* _Brief_
Copy out every line of the data below with no changes.

(Part of a data file)
***

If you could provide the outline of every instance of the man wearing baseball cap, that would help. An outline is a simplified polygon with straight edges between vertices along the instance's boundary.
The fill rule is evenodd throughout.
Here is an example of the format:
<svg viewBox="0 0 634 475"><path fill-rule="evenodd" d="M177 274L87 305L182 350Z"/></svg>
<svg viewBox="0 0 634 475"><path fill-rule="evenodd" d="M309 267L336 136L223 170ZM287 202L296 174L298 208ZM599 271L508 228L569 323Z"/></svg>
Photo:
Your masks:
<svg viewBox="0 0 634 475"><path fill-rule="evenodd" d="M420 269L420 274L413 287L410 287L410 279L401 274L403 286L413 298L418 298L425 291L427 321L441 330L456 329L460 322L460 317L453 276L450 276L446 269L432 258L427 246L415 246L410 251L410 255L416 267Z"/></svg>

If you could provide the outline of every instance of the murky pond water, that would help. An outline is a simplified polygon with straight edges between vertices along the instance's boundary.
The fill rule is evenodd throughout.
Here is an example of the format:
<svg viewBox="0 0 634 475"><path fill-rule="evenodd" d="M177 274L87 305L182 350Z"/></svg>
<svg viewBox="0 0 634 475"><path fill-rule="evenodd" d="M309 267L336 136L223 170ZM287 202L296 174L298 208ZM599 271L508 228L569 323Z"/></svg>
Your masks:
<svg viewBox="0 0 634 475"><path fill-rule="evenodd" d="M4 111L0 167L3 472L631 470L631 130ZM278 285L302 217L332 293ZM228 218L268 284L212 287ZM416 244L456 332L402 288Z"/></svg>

***

* _Correct answer_
If you could provide the outline of every instance of the man wearing baseball cap, that would help. An outline is a simplified polygon with straight edges between vertices along the instance's boundary.
The fill rule is evenodd throughout.
Here is an example of the format:
<svg viewBox="0 0 634 475"><path fill-rule="evenodd" d="M177 274L87 305L182 350Z"/></svg>
<svg viewBox="0 0 634 475"><path fill-rule="evenodd" d="M309 267L336 136L223 170ZM287 202L296 174L298 208ZM599 271L508 228L569 323Z"/></svg>
Photo:
Your masks:
<svg viewBox="0 0 634 475"><path fill-rule="evenodd" d="M420 269L420 274L413 287L410 287L410 279L401 274L403 286L413 298L418 298L425 291L427 321L441 330L456 329L460 322L460 317L453 276L450 276L446 269L432 258L427 246L415 246L410 251L410 255L416 267Z"/></svg>

If you could provide the outline of every instance of the murky pond water, that would help. An outline is a simplified polygon with straight edges between vertices along the instance's boundary.
The fill rule is evenodd throughout.
Here is an example of the format:
<svg viewBox="0 0 634 475"><path fill-rule="evenodd" d="M177 274L87 305L182 350Z"/></svg>
<svg viewBox="0 0 634 475"><path fill-rule="evenodd" d="M309 267L336 136L223 170ZM287 202L296 174L298 208ZM599 271L508 228L569 323Z"/></svg>
Your masks:
<svg viewBox="0 0 634 475"><path fill-rule="evenodd" d="M4 111L0 167L3 472L631 470L631 130ZM278 285L302 217L332 293ZM228 218L268 284L212 287ZM416 244L456 332L402 288Z"/></svg>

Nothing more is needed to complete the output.